Procedure from the point of view of the node being bootstrapped
Massa nodes that bootstrap start by connecting to a randomly chosen node among the ones listed in massa-node/base_config/config.toml (section Bootstrap/bootstrap_list).
The bootstrap process uses a separate port and protocol than the normal Massa peer communication.
All communications with the chosen bootstrap node are authenticated using the public key (node ID) of the bootstrap node (in the config.toml file, section Bootstrap/bootstrap_list) to prevent man-in-the-middle attacks.
The node being bootstrapped then attempts to download the current State, as well as an initial list of peers from the bootstrap node.
Once successfully bootstrapped, the node can then connect to peers, discover the rest of the network, and process live incoming blocks to keep its state up to date.
In Massa, the hash of the state is used as part of the proof-of-stake seed, which is a safety mechanism against malicious bootstrap nodes sending a compromised State. It ensures that nodes with an altered State eventually end up isolated from the real network because their proof-of-stake draws differ which causes them to discard incoming honest blocks. Note however that a PoS seed mismatch can take up to 2 cycles to be detected.
In case of bootstrap failure, the bootstrapping node retries with another randomly chosen bootstrap node after a delay.
Procedure from the point of view of the bootstrap node
Massa nodes can bootstrap other nodes, with certain limitations because the procedure is heavy for the bootstrap node.
The bootstrap system listens on the address/port defined in massa-node/base_config/config.toml (section bootstrap/bind). The node’s bootstrap server can be disabled by removing the bind entry from the config file.
The Massa State is large (~1 terabyte in the worst case), and takes time to upload to bootstrapping nodes. During that time, new changes to the state continue to appear, so new changes affecting already-uploaded parts need to be sent on-the-fly.
By default, Massa nodes only allow a whitelist of IP addresses to bootstrap from them. This list is present in the massa-node/base_config/bootstrap_whitelist.json file. This list is intended to prevent flooding attacks by attackers pretending to be bootstrapping, and also makes it more difficult for node runners to bootstrap from untrusted sources. If you wish to disable whitelisting and allow anyone to bootstrap from your node, simply delete the bootstrap_whitelist.json file and restart your node.

(Saved data entries)
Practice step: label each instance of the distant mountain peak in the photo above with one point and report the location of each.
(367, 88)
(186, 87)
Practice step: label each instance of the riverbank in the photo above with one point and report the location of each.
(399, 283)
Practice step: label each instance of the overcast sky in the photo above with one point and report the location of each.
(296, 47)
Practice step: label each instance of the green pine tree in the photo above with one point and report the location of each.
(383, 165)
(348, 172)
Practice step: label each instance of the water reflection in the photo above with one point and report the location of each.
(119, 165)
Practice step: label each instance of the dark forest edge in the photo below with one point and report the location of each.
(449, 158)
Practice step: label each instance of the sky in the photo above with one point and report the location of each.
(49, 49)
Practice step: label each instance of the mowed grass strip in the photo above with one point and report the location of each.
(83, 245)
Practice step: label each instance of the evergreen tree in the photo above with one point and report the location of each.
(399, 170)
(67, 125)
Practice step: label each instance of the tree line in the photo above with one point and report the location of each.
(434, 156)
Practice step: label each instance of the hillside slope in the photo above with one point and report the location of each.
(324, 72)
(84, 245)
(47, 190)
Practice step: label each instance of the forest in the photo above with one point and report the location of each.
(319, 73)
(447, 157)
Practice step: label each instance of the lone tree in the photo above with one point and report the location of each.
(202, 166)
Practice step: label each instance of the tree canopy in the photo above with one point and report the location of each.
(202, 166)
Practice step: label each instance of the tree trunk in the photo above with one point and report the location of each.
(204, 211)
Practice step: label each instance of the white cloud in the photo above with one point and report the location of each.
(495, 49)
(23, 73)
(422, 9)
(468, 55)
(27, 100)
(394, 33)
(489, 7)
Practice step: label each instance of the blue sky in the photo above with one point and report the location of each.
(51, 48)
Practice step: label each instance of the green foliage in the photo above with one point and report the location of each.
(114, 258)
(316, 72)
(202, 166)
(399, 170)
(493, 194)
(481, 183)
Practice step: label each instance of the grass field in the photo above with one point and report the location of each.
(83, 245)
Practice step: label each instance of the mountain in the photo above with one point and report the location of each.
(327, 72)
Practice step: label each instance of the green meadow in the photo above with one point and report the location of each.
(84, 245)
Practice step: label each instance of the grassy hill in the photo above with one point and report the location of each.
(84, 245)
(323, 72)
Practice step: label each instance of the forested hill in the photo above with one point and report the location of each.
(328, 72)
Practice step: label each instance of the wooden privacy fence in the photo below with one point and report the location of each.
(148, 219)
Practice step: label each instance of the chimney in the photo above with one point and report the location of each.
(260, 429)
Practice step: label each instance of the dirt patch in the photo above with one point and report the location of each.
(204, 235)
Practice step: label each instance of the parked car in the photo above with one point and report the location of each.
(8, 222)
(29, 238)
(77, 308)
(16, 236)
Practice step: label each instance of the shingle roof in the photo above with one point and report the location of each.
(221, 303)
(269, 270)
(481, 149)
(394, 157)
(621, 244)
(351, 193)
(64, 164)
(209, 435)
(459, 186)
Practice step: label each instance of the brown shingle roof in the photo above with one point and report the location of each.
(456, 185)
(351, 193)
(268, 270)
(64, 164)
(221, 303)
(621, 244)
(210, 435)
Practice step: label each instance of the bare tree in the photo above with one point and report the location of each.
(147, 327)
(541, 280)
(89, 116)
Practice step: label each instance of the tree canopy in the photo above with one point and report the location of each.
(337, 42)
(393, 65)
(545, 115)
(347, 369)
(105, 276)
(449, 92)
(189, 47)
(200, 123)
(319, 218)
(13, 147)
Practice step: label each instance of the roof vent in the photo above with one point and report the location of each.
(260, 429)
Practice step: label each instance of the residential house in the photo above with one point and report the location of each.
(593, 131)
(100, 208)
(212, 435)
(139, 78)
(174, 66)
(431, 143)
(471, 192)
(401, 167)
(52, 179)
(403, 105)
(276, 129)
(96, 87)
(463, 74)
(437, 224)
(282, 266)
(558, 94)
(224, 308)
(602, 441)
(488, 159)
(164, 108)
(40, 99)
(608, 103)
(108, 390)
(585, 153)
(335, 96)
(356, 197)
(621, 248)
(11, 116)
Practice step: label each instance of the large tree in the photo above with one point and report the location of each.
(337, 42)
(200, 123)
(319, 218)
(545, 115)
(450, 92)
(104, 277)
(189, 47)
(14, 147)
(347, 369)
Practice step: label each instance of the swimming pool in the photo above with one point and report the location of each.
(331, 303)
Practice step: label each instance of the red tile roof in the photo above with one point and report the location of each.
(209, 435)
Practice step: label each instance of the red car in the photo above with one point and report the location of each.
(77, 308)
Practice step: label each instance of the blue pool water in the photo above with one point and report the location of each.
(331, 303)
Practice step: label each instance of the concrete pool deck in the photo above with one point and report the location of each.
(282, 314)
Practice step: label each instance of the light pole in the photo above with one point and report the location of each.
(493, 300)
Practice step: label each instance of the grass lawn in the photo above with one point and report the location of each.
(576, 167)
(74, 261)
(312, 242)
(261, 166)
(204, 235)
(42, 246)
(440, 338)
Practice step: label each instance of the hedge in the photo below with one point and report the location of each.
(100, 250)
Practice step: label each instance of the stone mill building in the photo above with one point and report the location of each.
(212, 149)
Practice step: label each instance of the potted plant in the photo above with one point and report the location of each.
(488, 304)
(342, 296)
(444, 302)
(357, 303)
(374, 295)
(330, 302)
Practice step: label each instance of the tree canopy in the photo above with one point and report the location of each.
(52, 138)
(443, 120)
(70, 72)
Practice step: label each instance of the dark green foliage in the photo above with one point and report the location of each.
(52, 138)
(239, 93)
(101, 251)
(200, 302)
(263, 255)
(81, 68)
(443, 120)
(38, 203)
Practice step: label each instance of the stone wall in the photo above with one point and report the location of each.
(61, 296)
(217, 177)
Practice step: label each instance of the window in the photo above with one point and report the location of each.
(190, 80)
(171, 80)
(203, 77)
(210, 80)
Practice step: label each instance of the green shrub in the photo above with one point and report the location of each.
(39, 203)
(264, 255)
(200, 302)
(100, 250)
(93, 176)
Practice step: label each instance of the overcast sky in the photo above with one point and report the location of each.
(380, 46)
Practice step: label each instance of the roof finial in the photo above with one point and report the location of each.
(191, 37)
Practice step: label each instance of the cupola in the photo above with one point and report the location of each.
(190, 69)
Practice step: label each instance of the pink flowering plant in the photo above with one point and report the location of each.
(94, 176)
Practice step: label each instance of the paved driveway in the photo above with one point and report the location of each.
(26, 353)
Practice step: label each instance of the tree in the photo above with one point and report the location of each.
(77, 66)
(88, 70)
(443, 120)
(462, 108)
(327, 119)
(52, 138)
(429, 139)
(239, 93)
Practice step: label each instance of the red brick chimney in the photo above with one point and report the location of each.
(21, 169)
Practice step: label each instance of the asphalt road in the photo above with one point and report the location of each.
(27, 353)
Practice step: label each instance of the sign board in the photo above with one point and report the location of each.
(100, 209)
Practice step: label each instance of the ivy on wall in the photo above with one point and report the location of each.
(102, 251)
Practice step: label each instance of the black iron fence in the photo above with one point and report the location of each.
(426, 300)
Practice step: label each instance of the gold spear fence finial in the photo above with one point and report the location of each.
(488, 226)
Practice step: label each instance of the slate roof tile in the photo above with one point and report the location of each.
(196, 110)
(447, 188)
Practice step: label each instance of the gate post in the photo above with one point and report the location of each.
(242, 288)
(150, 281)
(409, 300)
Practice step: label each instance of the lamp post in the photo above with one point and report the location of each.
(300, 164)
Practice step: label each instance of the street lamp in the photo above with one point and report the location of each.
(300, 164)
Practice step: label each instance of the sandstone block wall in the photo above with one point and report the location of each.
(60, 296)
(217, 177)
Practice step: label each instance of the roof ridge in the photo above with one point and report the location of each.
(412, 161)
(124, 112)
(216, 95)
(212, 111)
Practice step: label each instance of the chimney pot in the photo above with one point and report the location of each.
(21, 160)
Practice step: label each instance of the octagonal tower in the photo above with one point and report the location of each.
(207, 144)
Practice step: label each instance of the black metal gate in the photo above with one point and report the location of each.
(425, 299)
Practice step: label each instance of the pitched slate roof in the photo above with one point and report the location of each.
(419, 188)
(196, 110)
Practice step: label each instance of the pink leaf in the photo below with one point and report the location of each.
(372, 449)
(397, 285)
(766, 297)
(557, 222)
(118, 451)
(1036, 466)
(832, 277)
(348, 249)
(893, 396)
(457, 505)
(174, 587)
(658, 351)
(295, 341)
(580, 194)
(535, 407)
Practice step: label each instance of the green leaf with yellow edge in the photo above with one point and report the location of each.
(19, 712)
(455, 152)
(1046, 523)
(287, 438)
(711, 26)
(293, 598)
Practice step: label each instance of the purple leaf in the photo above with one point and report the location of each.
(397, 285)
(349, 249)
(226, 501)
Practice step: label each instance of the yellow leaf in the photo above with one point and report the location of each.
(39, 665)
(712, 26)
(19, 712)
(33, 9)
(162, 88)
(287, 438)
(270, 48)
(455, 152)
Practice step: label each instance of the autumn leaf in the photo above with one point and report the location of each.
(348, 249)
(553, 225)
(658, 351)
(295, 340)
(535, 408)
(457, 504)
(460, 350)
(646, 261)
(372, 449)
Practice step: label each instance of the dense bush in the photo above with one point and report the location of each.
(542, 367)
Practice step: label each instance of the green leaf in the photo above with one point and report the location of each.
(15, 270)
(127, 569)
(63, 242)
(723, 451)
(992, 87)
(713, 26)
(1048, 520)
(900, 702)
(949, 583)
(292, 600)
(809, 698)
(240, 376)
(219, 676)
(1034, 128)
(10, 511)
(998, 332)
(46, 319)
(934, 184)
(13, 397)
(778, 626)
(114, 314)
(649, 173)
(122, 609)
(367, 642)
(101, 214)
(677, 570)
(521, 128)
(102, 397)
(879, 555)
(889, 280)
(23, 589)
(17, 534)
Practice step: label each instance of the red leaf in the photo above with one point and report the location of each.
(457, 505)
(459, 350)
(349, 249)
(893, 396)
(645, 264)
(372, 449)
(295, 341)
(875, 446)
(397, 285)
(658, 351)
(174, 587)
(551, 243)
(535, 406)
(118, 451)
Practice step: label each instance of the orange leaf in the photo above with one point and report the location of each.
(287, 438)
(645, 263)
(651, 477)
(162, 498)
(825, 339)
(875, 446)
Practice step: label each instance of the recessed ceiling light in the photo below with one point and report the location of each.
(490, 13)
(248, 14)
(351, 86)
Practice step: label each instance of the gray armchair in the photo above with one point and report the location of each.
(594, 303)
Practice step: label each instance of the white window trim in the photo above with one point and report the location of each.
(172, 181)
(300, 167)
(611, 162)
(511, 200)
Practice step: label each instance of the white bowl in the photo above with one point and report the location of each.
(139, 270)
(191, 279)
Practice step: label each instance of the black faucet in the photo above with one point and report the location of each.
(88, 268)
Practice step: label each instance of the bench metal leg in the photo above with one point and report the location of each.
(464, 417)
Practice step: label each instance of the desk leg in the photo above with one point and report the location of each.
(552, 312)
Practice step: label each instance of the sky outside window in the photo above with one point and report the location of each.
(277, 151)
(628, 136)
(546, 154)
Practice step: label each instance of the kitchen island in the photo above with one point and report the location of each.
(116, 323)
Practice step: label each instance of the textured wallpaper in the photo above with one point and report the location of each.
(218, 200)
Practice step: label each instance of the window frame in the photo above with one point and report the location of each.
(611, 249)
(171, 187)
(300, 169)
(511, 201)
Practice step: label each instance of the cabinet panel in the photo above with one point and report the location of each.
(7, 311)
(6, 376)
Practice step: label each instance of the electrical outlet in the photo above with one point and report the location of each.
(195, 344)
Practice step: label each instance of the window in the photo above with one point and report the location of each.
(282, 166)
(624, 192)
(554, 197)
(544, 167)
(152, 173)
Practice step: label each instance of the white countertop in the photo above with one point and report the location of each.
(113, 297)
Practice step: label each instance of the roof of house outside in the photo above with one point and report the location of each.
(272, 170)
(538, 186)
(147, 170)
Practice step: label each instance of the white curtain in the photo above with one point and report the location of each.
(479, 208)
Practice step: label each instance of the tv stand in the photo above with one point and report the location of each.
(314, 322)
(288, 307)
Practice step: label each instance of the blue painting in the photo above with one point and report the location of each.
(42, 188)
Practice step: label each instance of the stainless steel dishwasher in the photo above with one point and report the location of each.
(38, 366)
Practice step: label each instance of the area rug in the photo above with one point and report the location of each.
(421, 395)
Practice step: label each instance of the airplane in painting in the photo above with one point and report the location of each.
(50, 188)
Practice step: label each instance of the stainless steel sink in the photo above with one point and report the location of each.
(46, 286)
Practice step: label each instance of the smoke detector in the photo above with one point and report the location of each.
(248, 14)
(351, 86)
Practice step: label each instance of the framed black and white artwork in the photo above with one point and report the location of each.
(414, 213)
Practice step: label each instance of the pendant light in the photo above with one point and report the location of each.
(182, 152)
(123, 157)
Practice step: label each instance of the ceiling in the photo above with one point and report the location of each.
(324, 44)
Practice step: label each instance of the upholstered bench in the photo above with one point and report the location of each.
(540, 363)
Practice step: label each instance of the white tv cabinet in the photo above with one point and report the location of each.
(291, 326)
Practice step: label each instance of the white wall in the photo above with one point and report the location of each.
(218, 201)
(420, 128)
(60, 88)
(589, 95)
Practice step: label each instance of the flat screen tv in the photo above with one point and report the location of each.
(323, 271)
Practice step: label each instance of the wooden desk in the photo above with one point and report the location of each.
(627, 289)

• _EXERCISE TASKS_:
- a) Can you echo the part of the Massa bootstrap passage starting with "Once successfully bootstrapped, the" and going on through "for the bootstrap node."?
- b) According to the Massa bootstrap passage, what can a node do once it has successfully bootstrapped? List each action.
- c) Answer these questions from the Massa bootstrap passage:
(i) How large is the Massa State in the worst case?
(ii) How long can it take for a PoS seed mismatch to be detected?
(iii) What does the bootstrapping node do after a bootstrap failure?

• _ANSWERS TO THE EXERCISE_:
- a)
Once successfully bootstrapped, the node can then connect to peers, discover the rest of the network, and process live incoming blocks to keep its state up to date.
In Massa, the hash of the state is used as part of the proof-of-stake seed, which is a safety mechanism against malicious bootstrap nodes sending a compromised State. It ensures that nodes with an altered State eventually end up isolated from the real network because their proof-of-stake draws differ which causes them to discard incoming honest blocks. Note however that a PoS seed mismatch can take up to 2 cycles to be detected.
In case of bootstrap failure, the bootstrapping node retries with another randomly chosen bootstrap node after a delay.
Procedure from the point of view of the bootstrap node
Massa nodes can bootstrap other nodes, with certain limitations because the procedure is heavy for the bootstrap node.

- b)
- Connect to peers
- Discover the rest of the network
- Process live incoming blocks to keep its state up to date

- c)
(i) About 1 terabyte.
(ii) Up to 2 cycles.
(iii) It retries with another randomly chosen bootstrap node after a delay.